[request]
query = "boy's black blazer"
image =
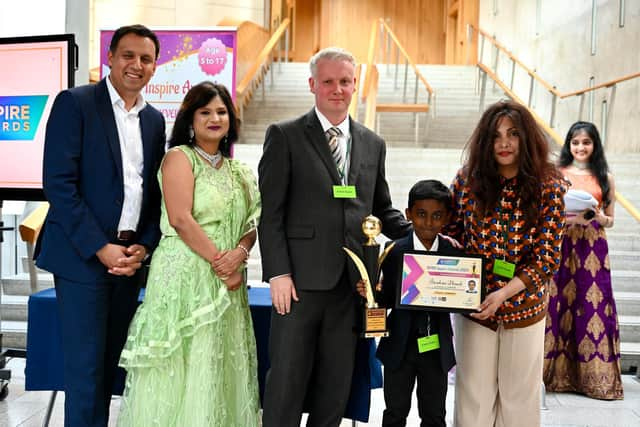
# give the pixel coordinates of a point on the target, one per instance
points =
(391, 350)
--- --- ---
* Task brief: Everything from the line with "# give the pixel" to the end of the listing, and only that, is to be set down exactly, line by line.

* Solution to this exercise:
# give the pixel coordinates of a point on the target, one per instance
points =
(391, 350)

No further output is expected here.